Reproduce the passage of the requirements text between "A requirement (more" and "for review again.", inclusive.

#### [TEXT BLOCK]
++++++++

Requirements Explained (Define, Lifecycle, States)

Defining a Requirement

Requirement Lifecycle & States


Defining a Requirement

Requirements are typically the starting point of a project. They are formal specifications of a feature (or part of a feature) of a project's end product by state the behavior, presentation and user experience that the end product should have when it is released to the consumer.  A requirement can be fulfilled through implementation, and validated through the test coverage process.


Requirements are formal and are usually preceded in the process by documents that capture the thoughts and ideas behind the requirements. These thoughts and ideas form the basis for the existence or need of a feature. Such documents are sometimes referred to as user stories or idea documents.


The Requirements feature allows you to create rich text documents (for capturing ideas, stories, motivations and other reference material) and manage them in one place with the formal requirements. The Requirements feature is accessible through the Requirements tab.


Requirements and the text documents can be organized in a hierarchical manner, like the file/folder system on a computer.




Requirement Lifecycle & States

A requirement (more specifically a requirement version) needs to be finalized before it is considered ready for fulfillment and validation. Finalization typically involves having one or more reviewers review the requirement specification for accuracy and completeness. Reviewers are typically those who have a stake in the correct release of the feature that the requirement specifies.


A requirement version owner usually completes the specification and then sends it for review to the reviewers. Reviewers can then choose to accept the specification for finalization or can request changes. If changes are requested, the owner of the requirement version can retract it back for editing to make the requested changes and then send it for review again.

++++++++

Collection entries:
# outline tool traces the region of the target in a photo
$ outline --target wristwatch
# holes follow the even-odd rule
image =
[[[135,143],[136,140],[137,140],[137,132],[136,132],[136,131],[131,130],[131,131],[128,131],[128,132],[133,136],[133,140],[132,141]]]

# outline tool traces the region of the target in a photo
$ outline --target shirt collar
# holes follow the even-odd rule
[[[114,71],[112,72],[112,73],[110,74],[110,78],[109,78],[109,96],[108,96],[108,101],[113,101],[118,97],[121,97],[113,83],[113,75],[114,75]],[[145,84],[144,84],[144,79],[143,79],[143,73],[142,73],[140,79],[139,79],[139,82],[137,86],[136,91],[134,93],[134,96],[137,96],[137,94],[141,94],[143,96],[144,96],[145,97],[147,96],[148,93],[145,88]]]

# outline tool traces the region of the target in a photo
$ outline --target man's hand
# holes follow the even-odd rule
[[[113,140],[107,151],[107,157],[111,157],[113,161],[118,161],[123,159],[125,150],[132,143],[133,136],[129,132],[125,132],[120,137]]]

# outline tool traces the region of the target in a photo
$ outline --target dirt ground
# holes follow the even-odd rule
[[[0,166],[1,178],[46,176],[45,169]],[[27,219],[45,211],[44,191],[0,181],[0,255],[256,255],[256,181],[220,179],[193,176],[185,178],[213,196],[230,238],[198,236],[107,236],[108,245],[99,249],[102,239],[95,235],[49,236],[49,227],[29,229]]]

++++++++

#### [SOLUTION]
A requirement (more specifically a requirement version) needs to be finalized before it is considered ready for fulfillment and validation. Finalization typically involves having one or more reviewers review the requirement specification for accuracy and completeness. Reviewers are typically those who have a stake in the correct release of the feature that the requirement specifies.


A requirement version owner usually completes the specification and then sends it for review to the reviewers. Reviewers can then choose to accept the specification for finalization or can request changes. If changes are requested, the owner of the requirement version can retract it back for editing to make the requested changes and then send it for review again.